Input records:
● ● ● ●

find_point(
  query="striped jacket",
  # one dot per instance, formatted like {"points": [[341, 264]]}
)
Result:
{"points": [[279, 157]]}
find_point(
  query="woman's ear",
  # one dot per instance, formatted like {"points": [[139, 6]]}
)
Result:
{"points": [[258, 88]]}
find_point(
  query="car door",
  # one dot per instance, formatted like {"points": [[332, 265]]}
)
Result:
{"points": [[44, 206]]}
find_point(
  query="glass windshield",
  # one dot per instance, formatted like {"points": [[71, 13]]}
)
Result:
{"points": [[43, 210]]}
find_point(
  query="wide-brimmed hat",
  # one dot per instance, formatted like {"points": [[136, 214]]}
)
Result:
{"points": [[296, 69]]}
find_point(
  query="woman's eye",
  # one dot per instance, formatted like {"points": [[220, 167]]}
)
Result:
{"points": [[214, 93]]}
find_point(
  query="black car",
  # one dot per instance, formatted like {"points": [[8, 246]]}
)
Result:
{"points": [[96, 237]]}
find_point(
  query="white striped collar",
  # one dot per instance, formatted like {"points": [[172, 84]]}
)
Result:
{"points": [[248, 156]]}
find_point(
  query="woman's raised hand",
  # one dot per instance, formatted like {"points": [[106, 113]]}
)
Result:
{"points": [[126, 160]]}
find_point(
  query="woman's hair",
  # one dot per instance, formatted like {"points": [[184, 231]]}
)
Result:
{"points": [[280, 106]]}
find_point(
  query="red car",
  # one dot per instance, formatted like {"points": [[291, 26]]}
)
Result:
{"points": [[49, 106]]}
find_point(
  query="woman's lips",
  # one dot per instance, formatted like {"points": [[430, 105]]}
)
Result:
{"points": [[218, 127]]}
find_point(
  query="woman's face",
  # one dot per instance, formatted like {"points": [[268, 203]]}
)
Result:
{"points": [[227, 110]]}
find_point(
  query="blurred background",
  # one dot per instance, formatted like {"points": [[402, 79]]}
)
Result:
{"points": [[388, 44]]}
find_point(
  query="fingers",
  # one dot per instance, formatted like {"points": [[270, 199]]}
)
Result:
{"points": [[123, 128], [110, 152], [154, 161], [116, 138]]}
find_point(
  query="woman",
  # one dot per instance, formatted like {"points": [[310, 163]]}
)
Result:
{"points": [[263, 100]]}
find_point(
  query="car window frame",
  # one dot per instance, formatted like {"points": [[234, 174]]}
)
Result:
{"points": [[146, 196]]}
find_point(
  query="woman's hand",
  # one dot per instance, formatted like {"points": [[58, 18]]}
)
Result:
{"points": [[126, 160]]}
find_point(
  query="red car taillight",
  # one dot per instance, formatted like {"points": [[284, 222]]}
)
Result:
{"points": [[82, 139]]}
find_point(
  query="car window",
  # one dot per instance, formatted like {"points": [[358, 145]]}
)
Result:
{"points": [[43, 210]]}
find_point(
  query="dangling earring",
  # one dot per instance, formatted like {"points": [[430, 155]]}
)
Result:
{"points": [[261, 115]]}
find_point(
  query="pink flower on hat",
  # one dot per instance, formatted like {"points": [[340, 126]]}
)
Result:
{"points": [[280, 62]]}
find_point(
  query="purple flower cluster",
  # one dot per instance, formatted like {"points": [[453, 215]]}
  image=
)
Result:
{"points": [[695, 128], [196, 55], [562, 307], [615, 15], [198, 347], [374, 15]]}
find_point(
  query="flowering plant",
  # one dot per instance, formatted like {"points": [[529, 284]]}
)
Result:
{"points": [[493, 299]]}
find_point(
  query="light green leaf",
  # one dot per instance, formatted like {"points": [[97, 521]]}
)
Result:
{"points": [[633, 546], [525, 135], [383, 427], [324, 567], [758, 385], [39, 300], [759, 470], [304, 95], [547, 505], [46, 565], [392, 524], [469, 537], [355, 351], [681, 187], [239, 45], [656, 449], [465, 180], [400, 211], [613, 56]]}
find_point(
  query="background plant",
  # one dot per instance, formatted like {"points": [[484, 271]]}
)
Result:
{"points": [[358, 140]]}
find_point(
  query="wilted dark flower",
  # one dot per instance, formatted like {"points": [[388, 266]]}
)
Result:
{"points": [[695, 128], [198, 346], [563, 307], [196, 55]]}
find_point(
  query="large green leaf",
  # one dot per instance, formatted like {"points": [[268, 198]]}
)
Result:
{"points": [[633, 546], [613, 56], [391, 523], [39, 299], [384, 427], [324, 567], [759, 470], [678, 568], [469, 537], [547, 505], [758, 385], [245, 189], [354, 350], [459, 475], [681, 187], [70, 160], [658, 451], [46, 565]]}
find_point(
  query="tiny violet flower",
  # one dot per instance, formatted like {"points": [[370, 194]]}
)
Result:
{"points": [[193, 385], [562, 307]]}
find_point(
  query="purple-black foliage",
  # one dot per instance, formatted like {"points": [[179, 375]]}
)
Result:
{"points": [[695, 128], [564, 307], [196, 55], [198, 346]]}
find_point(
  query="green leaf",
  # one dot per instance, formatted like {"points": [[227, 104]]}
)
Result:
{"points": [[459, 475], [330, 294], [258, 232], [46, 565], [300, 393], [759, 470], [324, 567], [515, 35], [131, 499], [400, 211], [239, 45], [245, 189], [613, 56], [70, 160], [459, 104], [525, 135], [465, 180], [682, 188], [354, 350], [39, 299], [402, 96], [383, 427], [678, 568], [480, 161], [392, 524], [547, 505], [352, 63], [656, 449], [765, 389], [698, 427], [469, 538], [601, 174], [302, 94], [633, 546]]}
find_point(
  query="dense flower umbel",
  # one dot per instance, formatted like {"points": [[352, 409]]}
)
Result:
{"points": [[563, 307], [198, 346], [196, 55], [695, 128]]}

● ● ● ●

What the exercise asks:
Every entry is to be copied exactly, with none omitted.

Task output:
find_point(
  query="striped jacket",
  # one dot per instance, formatted like {"points": [[341, 264]]}
)
Result:
{"points": [[279, 157]]}
find_point(
  query="woman's ear",
  # one dot per instance, formatted like {"points": [[139, 6]]}
)
Result:
{"points": [[258, 88]]}
find_point(
  query="car door",
  # one dot per instance, formatted like {"points": [[332, 265]]}
)
Result:
{"points": [[44, 206]]}
find_point(
  query="glass windshield",
  # one dot per instance, formatted like {"points": [[71, 13]]}
)
Result:
{"points": [[43, 210]]}
find_point(
  query="wide-brimmed hat",
  # one dot per instance, formatted like {"points": [[136, 214]]}
)
Result:
{"points": [[296, 69]]}
find_point(
  query="woman's eye",
  # one dot per instance, formatted like {"points": [[220, 167]]}
)
Result:
{"points": [[214, 93]]}
find_point(
  query="black car",
  # one dot per instance, formatted like {"points": [[8, 246]]}
)
Result:
{"points": [[96, 237]]}
find_point(
  query="white striped collar",
  # one dot per instance, formatted like {"points": [[172, 84]]}
)
Result:
{"points": [[248, 156]]}
find_point(
  query="woman's raised hand",
  # one dot per instance, formatted like {"points": [[106, 113]]}
)
Result:
{"points": [[126, 160]]}
find_point(
  query="woman's hair",
  # one dot per instance, formatted like {"points": [[184, 231]]}
)
Result:
{"points": [[280, 106]]}
find_point(
  query="red car",
  # one dot per instance, formatted like {"points": [[291, 26]]}
)
Result:
{"points": [[49, 106]]}
find_point(
  query="woman's lips",
  # one dot per instance, formatted like {"points": [[430, 105]]}
)
Result:
{"points": [[218, 127]]}
find_point(
  query="woman's face",
  # one dot per instance, formatted like {"points": [[268, 203]]}
)
Result:
{"points": [[227, 110]]}
find_point(
  query="blurred background",
  # one dot per instance, formatted like {"points": [[402, 79]]}
)
Result:
{"points": [[388, 44]]}
find_point(
  query="fingers",
  # one dot per instance, formatted like {"points": [[270, 199]]}
)
Result:
{"points": [[123, 128], [110, 152], [154, 161], [116, 138]]}
find_point(
  query="woman",
  # one dot per instance, formatted like {"points": [[310, 163]]}
)
Result:
{"points": [[263, 100]]}
find_point(
  query="car window frame",
  # one dot per instance, formatted like {"points": [[234, 174]]}
)
Result:
{"points": [[146, 196]]}
find_point(
  query="woman's hand",
  # one dot per instance, formatted like {"points": [[58, 18]]}
)
Result:
{"points": [[126, 160]]}
find_point(
  query="red car taillight",
  # one dot per instance, formatted like {"points": [[284, 222]]}
)
Result:
{"points": [[82, 139]]}
find_point(
  query="car window",
  # one dot per instance, formatted like {"points": [[358, 145]]}
)
Result:
{"points": [[43, 210]]}
find_point(
  query="dangling earring",
  # one dot per instance, formatted like {"points": [[430, 155]]}
)
Result:
{"points": [[261, 115]]}
find_point(
  query="pink flower on hat",
  # one dot per instance, formatted like {"points": [[340, 126]]}
)
Result:
{"points": [[280, 62]]}
find_point(
  query="purple flower cluster",
  # one dot per instance, formatted like {"points": [[453, 215]]}
  image=
)
Result:
{"points": [[695, 128], [196, 55], [562, 307], [615, 15], [198, 347], [374, 15]]}
find_point(
  query="flowering plant",
  # one dot per instance, formatted like {"points": [[529, 284]]}
)
Result:
{"points": [[493, 299]]}
find_point(
  query="light green leaf",
  # one dot per instance, formatted like {"points": [[97, 521]]}
)
Result:
{"points": [[633, 546], [525, 135], [383, 427], [324, 567], [758, 385], [39, 300], [759, 470], [304, 95], [547, 505], [46, 565], [392, 524], [469, 537], [355, 351], [681, 187], [239, 45], [656, 449], [465, 180], [400, 211], [613, 56]]}
find_point(
  query="background plant",
  # one dot per instance, formatted like {"points": [[484, 271]]}
)
Result:
{"points": [[358, 140]]}
find_point(
  query="wilted dark flower",
  # one dot per instance, formatted like {"points": [[388, 266]]}
)
Result:
{"points": [[695, 128], [198, 346], [563, 307], [196, 55]]}
find_point(
  query="large green leaf",
  # one dot per instance, formatted like {"points": [[268, 198]]}
)
Result:
{"points": [[633, 546], [613, 56], [391, 523], [39, 299], [384, 427], [324, 567], [759, 470], [678, 568], [469, 537], [547, 505], [758, 385], [245, 189], [354, 350], [459, 475], [681, 187], [70, 160], [658, 451], [46, 565]]}
find_point(
  query="tiny violet flower",
  # one dot per instance, formatted like {"points": [[370, 194]]}
)
Result:
{"points": [[193, 385], [562, 307]]}
find_point(
  query="purple-black foliage",
  # one dot per instance, formatted like {"points": [[179, 375]]}
)
Result:
{"points": [[695, 128], [564, 307], [196, 55], [198, 346]]}
find_point(
  query="green leaf",
  # one dot per instance, formatted like {"points": [[227, 104]]}
)
Result:
{"points": [[459, 475], [330, 294], [258, 232], [46, 565], [300, 393], [759, 470], [324, 567], [515, 35], [131, 499], [400, 211], [239, 45], [245, 189], [613, 56], [70, 160], [459, 104], [525, 135], [465, 180], [682, 188], [354, 350], [39, 299], [402, 96], [383, 427], [678, 568], [480, 161], [392, 524], [547, 505], [352, 63], [656, 449], [765, 389], [698, 427], [469, 538], [601, 174], [302, 94], [633, 546]]}
find_point(
  query="dense flower umbel",
  # one dot per instance, formatted like {"points": [[352, 409]]}
)
Result:
{"points": [[563, 307], [198, 346], [196, 55], [695, 128]]}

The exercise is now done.